### Okuma Metni

Habertürk
    Takipde Kalın!
      Günlük gelişmeleri takip edebilmek için habertürk uygulamasını indirin

        I.

        Portakal reçeli tarifi

        Fatih Portakal sözleşme yenileme tarihi geldiğinde Fox yönetiminin karşısına alışılmadık bir istekle çıktı. Ana haberde rating şampiyonu olarak kendisine hak ettiğinin verilmesini istiyor, tıpkı 90’lı yıllar medyasındaki gibi büyük paralar hayal ediyordu. Bu dönemin Ali Kırca’sı oydu, bir tek Barış Manço şarkıları eksikti. Ve ona göre ücret almalıydı. Az para kazanmıyordu, bol bol Helly Hansen marka triko, bir kışlık bir de çiftlik alabilecek kadar parası vardı. Ama “Ali Kırca maaşı” demek içinde kendi asansörü olan birkaç katlı Boğaz manzaralı müstakil evi birkaç defa sıfırdan inşa ettirebilmek demekti. Ve epeydir medyada böyle paralar yoktu.

        B Planı ise iş dünyasında çok nadir ve kritik bir zamanda kullanılacak bir restti: “Yoksa giderim.” Hayatında ilk kez başarının ve şöhretin tadını çıkaran amatörlerin tuzağına düştü, Fox’un Amerikalı yöneticilerinin tabiriyle yaptığı “rookie mistake” pahalıya mal oldu. O aralar sahiplik yapısı da Disney’e geçmek üzere olan Fox yönetimi sadece “O.K.,” dedi. “Gidebilirsin.”

        REKLAM

        Fırından çıkar çıkmaz sönen bir çikolatalı sufle misali Fatih Portakal beklemediği bir çöküş yaşadı. Hâlâ kendisinin Ali Kırca’dan ne eksiği olduğunu düşünüyordu. Oysa Ali Kırca sadece bir haber sunucusu değildi; yıllarca TRT haber dairesini yönetmiş, ekrana “32.Gün” ve “Siyaset Meydanı” gibi programları armağan etmiş, Washington’dan Ortadoğu’ya uzanan geniş bir coğrafyada gazeteci olarak çalışmıştı.

### Görev
Okuma metnine göre şu ifadelerin her biri doğru mu: 1. Fox yönetimi, Fatih Portakal'ın gitme tehdidine gidebileceğini söyleyerek karşılık verdi. 2. Ali Kırca yıllarca TRT haber dairesini yönetti. 3. Fatih Portakal'ın Helly Hansen marka triko alacak kadar parası yoktu. Her ifadeye evet ya da hayır deyin ve kararı belirleyen sözleri metinden aynen aktarın. Bu veriler olmadan da iş tamamlanabilir.

### Sağlanan Veriler
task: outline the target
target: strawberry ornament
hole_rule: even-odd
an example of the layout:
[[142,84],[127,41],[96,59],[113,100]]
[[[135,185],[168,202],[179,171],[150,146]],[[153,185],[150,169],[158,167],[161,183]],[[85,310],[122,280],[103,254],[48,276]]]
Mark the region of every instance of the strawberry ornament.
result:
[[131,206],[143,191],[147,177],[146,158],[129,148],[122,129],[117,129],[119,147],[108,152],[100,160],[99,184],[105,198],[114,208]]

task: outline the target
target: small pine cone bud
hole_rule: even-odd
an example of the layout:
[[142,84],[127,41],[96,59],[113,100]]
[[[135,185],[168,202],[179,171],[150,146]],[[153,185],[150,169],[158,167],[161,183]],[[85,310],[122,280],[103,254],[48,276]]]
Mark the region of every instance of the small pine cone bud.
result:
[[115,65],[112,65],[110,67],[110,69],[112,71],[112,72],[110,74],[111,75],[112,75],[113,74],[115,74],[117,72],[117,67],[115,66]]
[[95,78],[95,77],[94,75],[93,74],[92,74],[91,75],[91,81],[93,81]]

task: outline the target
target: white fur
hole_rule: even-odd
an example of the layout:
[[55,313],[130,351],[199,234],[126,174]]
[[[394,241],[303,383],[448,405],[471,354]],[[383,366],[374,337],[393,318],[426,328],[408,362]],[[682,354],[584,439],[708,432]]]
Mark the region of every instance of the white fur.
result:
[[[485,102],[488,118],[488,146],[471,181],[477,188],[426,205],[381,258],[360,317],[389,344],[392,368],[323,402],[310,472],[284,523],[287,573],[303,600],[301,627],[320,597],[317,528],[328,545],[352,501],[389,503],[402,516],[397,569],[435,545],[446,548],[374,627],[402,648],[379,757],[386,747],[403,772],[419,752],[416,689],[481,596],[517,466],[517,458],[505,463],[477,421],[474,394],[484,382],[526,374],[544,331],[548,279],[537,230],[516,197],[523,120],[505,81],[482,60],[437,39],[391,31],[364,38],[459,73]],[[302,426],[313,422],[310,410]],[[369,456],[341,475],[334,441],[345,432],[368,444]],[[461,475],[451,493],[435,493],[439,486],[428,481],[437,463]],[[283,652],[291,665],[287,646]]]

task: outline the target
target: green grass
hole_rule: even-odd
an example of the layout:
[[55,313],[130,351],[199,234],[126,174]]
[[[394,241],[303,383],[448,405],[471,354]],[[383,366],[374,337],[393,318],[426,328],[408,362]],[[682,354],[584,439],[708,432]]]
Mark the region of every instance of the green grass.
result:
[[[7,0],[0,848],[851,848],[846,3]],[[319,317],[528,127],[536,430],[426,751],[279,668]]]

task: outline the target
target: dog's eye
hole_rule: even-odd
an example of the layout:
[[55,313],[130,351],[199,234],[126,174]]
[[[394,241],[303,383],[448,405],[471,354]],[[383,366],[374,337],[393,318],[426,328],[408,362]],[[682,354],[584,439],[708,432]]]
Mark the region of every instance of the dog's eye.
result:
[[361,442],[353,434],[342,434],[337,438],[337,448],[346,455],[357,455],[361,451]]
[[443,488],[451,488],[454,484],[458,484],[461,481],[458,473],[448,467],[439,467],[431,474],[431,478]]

### Görevin Cevabı
1. Evet: ‘Fox yönetimi sadece “O.K.,” dedi. “Gidebilirsin.”’
2. Evet: “yıllarca TRT haber dairesini yönetmiş”
3. Hayır: “bol bol Helly Hansen marka triko, bir kışlık bir de çiftlik alabilecek kadar parası vardı”